**TAREFAS A REALIZAR**
1. Com base na crônica sobre a vida e morte sertaneja, responda:
(a) Em que faixa de idade se encontrava o velho senhor?
(b) Onde estava sentada a esposa no momento em que morreu?
(c) Para que tipo de moradia ele precisou se mudar depois de deixar a casa confortável?
2. Transcreva fielmente o trecho da crônica sobre a vida e morte sertaneja que vai de "Com os anos" até "também foram rareando.", inclusive.

**TEXTO DE ORIGEM**

________

SAIA DO SOL E DA CHUVA, ENTRE...

A morada é simples, é sertaneja, mas tem alimento para o espírito, amizade e afeto.



quinta-feira, 16 de outubro de 2014

VIDA E MORTE SERTANEJA

Rangel Alves da Costa*


Aconteceu no sertão. Fato triste, lamentável, aparentemente impensável de acontecer. Mas aconteceu. Depois da bonança a necessidade, depois dos rebanhos o nada ter, depois do compartilhamento o viver sozinho. Os contrastes numa pessoa de tão bom coração.
Era um velho senhor, vivente na fronteira dos noventa. Continuava com firmeza nos ossos, no passo, no reconhecimento aos amigos. E também com uma lucidez exuberante, esbanjando sabedoria nas suas lições matutas de todo dia.
Havia sido pessoa de posses noutros tempos, se aproximando da abastança, como se dizia por lá. Teve fazenda, rebanhos, sacas e mais sacas de cereais e algodão estocadas no depósito ladeando a moradia na propriedade. Também dinheiro debaixo do colchão, e dizem que muito dinheiro.
A força e o trabalho do homem, contudo, não o protege totalmente das forças da natureza, das medonhices climáticas, das propensões da terra sertaneja para o esturricamento de matar raiz. Assim, depois de seguidas estiagens o rebanho foi sumindo, os pastos secando, tudo minguando.
A casa foi vendida quando o sertanejo não suportava mais ficar na malhada da fazenda devastada olhando a tristeza ao redor. Para continuar sobrevivendo foi se desfazendo do restante, de tudo. Com o restinho da economia se transferiu de vez para a cidade.
Pouco tempo depois a esposa partiu sem dizer adeus. Estava sentada numa cadeira de balanço num entardecer sertanejo quando deu um piripaqui e morreu ali mesmo. Como não tinha filhos, o jeito que teve foi se virar sozinho. E assim viveu por todo o restante da vida.
Com os anos passando, apenas a sabedoria dos tempos ia se acumulando como coisa boa. Dinheiro não, que não tinha mais. Teve de mudar de casa confortável para uma tapera de fim de rua, já nas distâncias do lugar. Os tantos amigos que tinha também foram rareando.

________

**DADOS FORNECIDOS**
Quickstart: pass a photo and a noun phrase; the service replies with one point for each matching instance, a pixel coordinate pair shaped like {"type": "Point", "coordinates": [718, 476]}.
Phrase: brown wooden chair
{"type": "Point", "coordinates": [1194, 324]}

________

**RESPOSTAS ESCRITAS**
1.
(a) Estava na fronteira dos noventa anos.
(b) Numa cadeira de balanço.
(c) Para uma tapera de fim de rua.

2.
Com os anos passando, apenas a sabedoria dos tempos ia se acumulando como coisa boa. Dinheiro não, que não tinha mais. Teve de mudar de casa confortável para uma tapera de fim de rua, já nas distâncias do lugar. Os tantos amigos que tinha também foram rareando.